• **WHAT TO DO**:
Using the entries below, transcribe exactly the line containing "Please outline every" and each line that follows it to the end.
*** RAW DATA ***
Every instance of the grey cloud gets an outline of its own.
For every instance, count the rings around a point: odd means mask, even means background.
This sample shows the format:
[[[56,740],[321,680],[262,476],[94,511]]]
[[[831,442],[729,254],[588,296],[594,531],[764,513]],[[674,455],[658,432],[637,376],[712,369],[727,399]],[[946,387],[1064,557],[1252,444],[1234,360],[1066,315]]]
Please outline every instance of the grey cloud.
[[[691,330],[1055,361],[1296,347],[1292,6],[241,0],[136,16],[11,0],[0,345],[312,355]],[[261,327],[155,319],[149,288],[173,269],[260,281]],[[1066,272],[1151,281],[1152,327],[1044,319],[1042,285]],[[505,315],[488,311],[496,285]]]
*** End of RAW DATA ***
• **ANSWER FOR THIS EXERCISE**:
Please outline every instance of the grey cloud.
[[[691,330],[1055,361],[1296,347],[1292,6],[241,0],[136,16],[11,0],[0,345],[312,355]],[[261,327],[155,319],[149,288],[173,269],[260,281]],[[1066,272],[1151,281],[1152,327],[1044,319],[1042,285]],[[505,315],[488,311],[496,285]]]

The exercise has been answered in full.